Nothing other than the lines from the one containing "Objective: for every instance of the blue" through the close of the entries below should be printed, each exactly.
┌──
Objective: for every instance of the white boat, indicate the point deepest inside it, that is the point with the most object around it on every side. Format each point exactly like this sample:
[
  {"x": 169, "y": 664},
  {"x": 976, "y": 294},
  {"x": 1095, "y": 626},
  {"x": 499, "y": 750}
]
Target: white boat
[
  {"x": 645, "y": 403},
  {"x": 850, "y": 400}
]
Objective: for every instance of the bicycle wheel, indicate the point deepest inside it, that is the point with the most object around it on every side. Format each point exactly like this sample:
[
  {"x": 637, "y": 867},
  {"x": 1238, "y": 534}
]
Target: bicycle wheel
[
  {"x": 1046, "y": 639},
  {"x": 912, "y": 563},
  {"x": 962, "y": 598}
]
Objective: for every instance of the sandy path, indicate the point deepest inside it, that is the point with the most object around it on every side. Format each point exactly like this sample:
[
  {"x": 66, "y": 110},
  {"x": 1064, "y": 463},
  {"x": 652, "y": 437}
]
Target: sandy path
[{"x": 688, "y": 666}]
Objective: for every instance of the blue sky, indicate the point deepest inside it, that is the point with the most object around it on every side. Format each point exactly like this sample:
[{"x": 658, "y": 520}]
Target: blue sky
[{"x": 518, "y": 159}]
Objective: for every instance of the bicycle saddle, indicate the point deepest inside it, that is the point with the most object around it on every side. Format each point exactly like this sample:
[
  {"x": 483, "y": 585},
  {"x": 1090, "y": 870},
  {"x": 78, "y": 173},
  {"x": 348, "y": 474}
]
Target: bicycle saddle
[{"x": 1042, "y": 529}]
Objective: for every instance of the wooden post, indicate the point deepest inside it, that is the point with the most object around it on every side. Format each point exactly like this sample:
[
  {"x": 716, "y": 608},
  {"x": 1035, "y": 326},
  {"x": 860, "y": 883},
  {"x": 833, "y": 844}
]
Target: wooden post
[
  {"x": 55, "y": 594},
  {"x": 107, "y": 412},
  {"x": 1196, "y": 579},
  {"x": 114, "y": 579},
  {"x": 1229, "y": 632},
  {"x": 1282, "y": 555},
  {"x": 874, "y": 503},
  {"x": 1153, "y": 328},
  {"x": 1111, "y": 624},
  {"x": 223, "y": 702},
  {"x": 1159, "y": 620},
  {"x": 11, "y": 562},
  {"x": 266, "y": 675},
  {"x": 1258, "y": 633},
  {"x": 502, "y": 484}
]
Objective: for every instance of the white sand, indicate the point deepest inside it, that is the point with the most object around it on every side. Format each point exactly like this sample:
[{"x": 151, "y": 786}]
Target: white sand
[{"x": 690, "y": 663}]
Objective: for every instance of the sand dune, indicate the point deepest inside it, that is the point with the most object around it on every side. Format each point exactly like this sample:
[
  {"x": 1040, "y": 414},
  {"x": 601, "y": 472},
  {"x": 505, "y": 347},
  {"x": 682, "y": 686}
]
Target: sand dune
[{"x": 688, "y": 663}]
└──
**Response to this task**
Objective: for every instance of the blue sky, indicate the point deepest inside it, that is the point with the most object around it on every side. Format each point exactly like this sample:
[{"x": 658, "y": 520}]
Target: blue sky
[{"x": 518, "y": 159}]
Objective: for every instance of the bicycle saddle, indicate the point deepest inside it, that is the point with the most object around it on every side. Format each point exactly like this sample:
[
  {"x": 483, "y": 585},
  {"x": 1090, "y": 870},
  {"x": 78, "y": 173},
  {"x": 348, "y": 474}
]
Target: bicycle saddle
[{"x": 1042, "y": 529}]
Objective: for every instance of the wooden post, indicate the point deepest inside it, that is the point with the most object around it on every side. Format each point exactly like this sample:
[
  {"x": 716, "y": 608},
  {"x": 1035, "y": 326},
  {"x": 860, "y": 883},
  {"x": 833, "y": 844}
]
Target: wooden post
[
  {"x": 55, "y": 594},
  {"x": 107, "y": 412},
  {"x": 1196, "y": 579},
  {"x": 114, "y": 579},
  {"x": 1229, "y": 632},
  {"x": 1282, "y": 555},
  {"x": 874, "y": 503},
  {"x": 1153, "y": 328},
  {"x": 1111, "y": 624},
  {"x": 223, "y": 702},
  {"x": 1159, "y": 620},
  {"x": 11, "y": 562},
  {"x": 266, "y": 675},
  {"x": 1258, "y": 633},
  {"x": 502, "y": 484}
]
Objective: for every instance of the white sand, indicate the point deepest inside it, that is the point with the most object around it on every side. Format each point exactly like this sample:
[{"x": 151, "y": 786}]
Target: white sand
[{"x": 690, "y": 663}]
Objective: for every instance of the sand dune, indicate the point deepest inside it, that is the point with the most object around it on every side. Format each point exactly like this sample:
[
  {"x": 1040, "y": 414},
  {"x": 601, "y": 472},
  {"x": 505, "y": 347},
  {"x": 682, "y": 686}
]
Target: sand dune
[{"x": 688, "y": 663}]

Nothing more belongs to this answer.